The saint of the day for February 5 is St. Agatha, the patroness of those who suffer from breast cancer.
Agatha was born in Sicily, the daughter of rich and pious parents. At a young age, she consecrated herself to God. She grew to be a virtuous Christian woman, known for her remarkable beauty, but resisted the advances of men. The Roman Senator Quintianus, who governed Sicily, had heard of her great beauty and wealth, and planned on seducing her. Consequently, he made laws against the Christians in order to trick her into coming to him.
When she was apprehended, Agatha prayed: "Jesus Christ, Lord of all things, you see my heart, you know my desire-possess alone all that I am. I am your sheep, make me worthy to overcome the devil." She wept, and prayed for courage and strength. Quintianus made advances toward her, and when she refused them, he ordered her to be put into the hands of Aphrodisia, a woman who ran a brothel. Agatha refused to be influenced by the seductiveness of this wicked woman and her environment. She remained firm in the convictions of her Christian faith.

PROBLEMS AND TASKS -
1. In the St. Agatha passage, into whose hands did Quintianus order Agatha to be put after she refused him?
2. Continue the account of St. Agatha from the point where the passage ends.

RECORDS SHOWN -
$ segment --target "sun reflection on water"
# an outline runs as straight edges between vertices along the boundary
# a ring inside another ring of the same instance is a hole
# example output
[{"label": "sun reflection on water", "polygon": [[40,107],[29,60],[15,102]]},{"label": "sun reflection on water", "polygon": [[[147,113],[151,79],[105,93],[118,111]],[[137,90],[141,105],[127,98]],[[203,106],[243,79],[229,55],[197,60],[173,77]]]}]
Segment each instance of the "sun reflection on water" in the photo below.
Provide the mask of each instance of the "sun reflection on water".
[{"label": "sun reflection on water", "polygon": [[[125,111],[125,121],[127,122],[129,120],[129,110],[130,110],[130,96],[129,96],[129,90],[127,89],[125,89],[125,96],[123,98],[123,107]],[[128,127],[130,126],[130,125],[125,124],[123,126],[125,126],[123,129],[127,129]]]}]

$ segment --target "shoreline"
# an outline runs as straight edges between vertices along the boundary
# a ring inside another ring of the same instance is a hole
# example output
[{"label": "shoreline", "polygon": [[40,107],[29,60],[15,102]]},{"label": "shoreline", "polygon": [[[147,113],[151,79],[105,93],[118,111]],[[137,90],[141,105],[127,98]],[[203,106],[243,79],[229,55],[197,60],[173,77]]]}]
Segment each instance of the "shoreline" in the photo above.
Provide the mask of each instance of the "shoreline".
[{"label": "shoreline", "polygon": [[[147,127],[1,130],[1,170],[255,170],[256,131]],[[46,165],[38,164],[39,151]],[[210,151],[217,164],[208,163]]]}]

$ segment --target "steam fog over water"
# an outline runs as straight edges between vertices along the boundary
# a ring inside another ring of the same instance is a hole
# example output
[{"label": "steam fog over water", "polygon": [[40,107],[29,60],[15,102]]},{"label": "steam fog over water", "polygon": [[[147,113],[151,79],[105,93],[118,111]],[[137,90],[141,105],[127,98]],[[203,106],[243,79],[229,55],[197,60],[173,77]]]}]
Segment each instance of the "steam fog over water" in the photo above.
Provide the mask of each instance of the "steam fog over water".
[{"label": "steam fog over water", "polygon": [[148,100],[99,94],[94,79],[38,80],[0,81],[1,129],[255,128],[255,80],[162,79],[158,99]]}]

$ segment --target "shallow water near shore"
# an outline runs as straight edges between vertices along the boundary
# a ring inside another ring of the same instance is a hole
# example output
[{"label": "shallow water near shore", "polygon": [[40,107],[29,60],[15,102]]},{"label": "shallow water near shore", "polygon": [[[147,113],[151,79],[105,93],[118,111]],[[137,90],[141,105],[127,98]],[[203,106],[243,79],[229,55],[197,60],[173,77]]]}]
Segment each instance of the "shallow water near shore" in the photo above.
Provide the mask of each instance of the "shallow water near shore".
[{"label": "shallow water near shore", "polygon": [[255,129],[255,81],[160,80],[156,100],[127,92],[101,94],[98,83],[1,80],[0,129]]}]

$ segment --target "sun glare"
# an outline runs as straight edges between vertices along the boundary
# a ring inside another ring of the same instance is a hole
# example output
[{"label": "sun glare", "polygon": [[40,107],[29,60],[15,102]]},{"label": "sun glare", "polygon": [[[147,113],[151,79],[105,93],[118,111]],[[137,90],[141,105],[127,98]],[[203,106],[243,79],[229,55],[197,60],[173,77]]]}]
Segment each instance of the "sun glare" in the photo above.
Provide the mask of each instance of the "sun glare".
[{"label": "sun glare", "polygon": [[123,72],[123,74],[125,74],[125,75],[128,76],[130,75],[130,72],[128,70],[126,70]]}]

EXERCISE RESULTS -
1. Aphrodisia, a woman who ran a brothel.

2.
Quintianus then had her beaten, imprisoned, and subjected to cruel tortures. He ordered that her breasts be cut off and that she receive neither food nor medical care for four days. But the holy virgin was consoled by a vision of St. Peter, who miraculously healed her.
Quintianus, not the least bit moved by the miraculous cure of her wounds, ordered that she be stretched out on a rack and rolled naked over live coals mixed with broken glass. Dying, she prayed: "Lord, my Creator, you have ever protected me from the cradle; you have taken me from the love of the world, and given me patience to suffer: receive now my soul."
Lessons learned from St. Agatha
St. Agatha is an excellent model of chastity and purity for us today. We live in a society of hyper-sensuality, where Christians are mocked for their morality and struggle to defend that which is sacred. We are constantly bombarded by the sensual temptations in our culture. While we do not suffer the physical torture that Agatha did, most of us do indeed experience the spiritual and psychological torment of living in a decadent culture.
Like St. Agatha, prayer will help us to remain strong and courageous. Today, we are blessed with many more opportunities for grace than in Agatha's time. The sacraments, the Rosary, and Eucharistic Adoration are powerful weapons in the spiritual battle. If we follow the example of our crucified Lord and look to Him for all our needs, we will receive the strength we need to endure all of life’s daily trials and not grow weary on the way.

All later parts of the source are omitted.